Stored entries
•••

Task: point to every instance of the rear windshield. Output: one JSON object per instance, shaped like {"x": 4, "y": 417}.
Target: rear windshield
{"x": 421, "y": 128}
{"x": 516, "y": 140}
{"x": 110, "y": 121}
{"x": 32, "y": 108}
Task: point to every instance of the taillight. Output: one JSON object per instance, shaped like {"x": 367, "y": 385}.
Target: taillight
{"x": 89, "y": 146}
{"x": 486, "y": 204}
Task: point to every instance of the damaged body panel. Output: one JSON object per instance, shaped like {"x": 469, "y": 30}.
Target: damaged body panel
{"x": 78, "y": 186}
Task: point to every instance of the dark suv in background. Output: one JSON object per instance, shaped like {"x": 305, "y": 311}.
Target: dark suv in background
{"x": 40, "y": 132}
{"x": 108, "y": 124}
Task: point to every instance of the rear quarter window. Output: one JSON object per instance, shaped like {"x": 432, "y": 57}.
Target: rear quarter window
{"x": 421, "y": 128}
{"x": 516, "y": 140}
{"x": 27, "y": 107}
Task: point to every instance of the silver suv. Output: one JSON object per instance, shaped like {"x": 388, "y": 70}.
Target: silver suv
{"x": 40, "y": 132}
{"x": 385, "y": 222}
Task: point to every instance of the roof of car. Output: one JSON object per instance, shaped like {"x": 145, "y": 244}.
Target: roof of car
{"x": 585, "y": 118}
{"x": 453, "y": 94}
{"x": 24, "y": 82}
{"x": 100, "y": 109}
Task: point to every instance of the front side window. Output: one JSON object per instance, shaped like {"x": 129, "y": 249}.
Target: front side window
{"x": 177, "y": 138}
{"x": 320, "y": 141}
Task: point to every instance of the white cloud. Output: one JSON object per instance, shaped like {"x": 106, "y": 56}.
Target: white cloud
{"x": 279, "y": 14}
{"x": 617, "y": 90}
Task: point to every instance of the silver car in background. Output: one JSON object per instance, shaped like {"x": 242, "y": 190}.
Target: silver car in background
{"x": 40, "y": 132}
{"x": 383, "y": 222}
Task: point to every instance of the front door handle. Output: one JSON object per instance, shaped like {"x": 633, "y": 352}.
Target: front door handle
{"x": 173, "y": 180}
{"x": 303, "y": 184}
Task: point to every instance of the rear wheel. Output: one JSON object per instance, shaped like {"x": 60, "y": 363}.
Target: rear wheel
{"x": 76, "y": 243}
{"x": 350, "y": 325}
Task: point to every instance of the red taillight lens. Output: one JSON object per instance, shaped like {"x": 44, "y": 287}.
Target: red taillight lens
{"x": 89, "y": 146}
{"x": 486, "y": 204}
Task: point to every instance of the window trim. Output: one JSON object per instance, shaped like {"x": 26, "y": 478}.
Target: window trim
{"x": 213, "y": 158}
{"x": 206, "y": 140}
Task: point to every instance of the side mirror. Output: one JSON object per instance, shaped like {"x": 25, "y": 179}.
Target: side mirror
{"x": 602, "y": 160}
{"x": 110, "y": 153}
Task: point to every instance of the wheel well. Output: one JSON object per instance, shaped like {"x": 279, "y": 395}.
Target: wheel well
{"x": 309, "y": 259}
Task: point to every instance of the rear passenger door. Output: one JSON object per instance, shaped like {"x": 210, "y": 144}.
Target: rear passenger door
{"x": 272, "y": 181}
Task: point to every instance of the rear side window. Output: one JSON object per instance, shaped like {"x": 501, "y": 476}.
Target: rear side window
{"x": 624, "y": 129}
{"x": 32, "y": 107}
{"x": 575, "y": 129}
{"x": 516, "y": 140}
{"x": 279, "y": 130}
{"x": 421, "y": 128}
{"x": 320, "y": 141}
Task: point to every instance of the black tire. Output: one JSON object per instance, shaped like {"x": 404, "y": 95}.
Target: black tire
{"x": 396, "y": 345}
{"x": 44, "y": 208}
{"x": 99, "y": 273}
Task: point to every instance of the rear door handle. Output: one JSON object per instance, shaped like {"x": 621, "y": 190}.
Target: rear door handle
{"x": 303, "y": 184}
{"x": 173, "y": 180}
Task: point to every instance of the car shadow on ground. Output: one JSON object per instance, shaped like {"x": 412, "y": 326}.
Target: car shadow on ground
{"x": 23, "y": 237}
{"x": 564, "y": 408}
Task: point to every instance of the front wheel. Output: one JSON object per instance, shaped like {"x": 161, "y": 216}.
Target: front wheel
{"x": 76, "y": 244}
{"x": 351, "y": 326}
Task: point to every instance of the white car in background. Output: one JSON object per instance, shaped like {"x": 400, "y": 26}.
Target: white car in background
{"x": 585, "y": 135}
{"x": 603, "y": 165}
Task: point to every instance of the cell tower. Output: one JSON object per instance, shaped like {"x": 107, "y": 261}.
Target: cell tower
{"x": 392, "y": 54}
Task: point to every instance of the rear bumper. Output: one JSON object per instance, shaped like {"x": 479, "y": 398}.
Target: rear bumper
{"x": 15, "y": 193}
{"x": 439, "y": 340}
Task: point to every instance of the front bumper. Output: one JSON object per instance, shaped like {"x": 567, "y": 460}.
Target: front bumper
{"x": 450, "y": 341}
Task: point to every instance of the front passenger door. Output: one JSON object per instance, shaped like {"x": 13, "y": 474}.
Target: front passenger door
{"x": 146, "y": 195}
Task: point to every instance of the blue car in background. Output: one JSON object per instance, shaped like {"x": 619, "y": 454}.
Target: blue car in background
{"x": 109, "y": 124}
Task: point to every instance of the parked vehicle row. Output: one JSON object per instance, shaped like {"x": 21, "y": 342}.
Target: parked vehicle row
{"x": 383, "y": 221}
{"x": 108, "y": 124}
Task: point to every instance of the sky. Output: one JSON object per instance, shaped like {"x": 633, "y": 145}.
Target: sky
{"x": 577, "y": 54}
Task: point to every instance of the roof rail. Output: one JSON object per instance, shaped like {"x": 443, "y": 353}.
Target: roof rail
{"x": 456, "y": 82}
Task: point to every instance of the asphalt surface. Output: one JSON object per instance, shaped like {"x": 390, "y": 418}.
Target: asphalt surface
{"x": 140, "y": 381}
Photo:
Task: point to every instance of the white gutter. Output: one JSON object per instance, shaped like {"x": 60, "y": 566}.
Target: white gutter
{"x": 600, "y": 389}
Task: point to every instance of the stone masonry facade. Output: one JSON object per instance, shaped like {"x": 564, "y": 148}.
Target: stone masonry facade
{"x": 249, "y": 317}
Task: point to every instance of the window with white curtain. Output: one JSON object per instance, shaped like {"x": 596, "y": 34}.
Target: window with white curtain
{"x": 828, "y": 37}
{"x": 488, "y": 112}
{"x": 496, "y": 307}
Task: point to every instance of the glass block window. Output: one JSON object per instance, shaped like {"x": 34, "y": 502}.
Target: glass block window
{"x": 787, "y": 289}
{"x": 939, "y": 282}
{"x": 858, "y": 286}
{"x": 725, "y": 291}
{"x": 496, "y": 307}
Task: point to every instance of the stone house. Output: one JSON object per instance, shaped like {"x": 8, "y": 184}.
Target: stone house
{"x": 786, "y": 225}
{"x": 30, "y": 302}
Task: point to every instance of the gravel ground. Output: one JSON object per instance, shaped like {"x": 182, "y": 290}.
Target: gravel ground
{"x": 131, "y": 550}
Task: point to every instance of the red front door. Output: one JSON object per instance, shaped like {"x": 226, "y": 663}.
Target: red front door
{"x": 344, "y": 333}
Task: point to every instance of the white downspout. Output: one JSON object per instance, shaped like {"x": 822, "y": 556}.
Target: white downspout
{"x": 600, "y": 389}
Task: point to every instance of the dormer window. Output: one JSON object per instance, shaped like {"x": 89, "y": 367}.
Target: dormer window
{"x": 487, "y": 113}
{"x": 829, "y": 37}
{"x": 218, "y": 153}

•••

Exactly and only the lines from the line containing "Task: point to every instance of the stone masonry" through the last line of the entries should be copied, both ends included.

- _RESPONSE FOR THIS EXERCISE_
Task: point to every instance of the stone masonry facade. Output: one JSON object per instance, shaped like {"x": 564, "y": 148}.
Target: stone masonry facade
{"x": 249, "y": 317}
Task: point to every instance of the window with white curtain. Output: one JSON object per instance, shaped like {"x": 596, "y": 34}.
Target: window with white curtain
{"x": 828, "y": 37}
{"x": 488, "y": 112}
{"x": 496, "y": 307}
Task: point to every instance of the glass block window. Output: one JSON object per instance, shaped like {"x": 34, "y": 502}.
Target: glass block window
{"x": 787, "y": 289}
{"x": 939, "y": 282}
{"x": 858, "y": 286}
{"x": 725, "y": 291}
{"x": 496, "y": 307}
Task: point to every instance of the stone house. Output: one JSON object per instance, shaped like {"x": 8, "y": 184}.
Target: stone house
{"x": 786, "y": 225}
{"x": 30, "y": 302}
Task: point to every instance of the gravel ground. Output: one JSON object per instance, shaped like {"x": 182, "y": 290}.
Target: gravel ground
{"x": 131, "y": 550}
Task: point to every instance of the red front door. Output: one JSON object per instance, shaped like {"x": 226, "y": 663}.
Target: red front door
{"x": 344, "y": 333}
Task: point to every instance of the white downspout. Output: one JSON object per instance, shaped like {"x": 822, "y": 556}.
Target: white downspout
{"x": 600, "y": 389}
Task: point to every instance of the dormer window. Output: one JSON object per instance, shaped like {"x": 89, "y": 367}.
Target: dormer window
{"x": 487, "y": 113}
{"x": 829, "y": 37}
{"x": 218, "y": 153}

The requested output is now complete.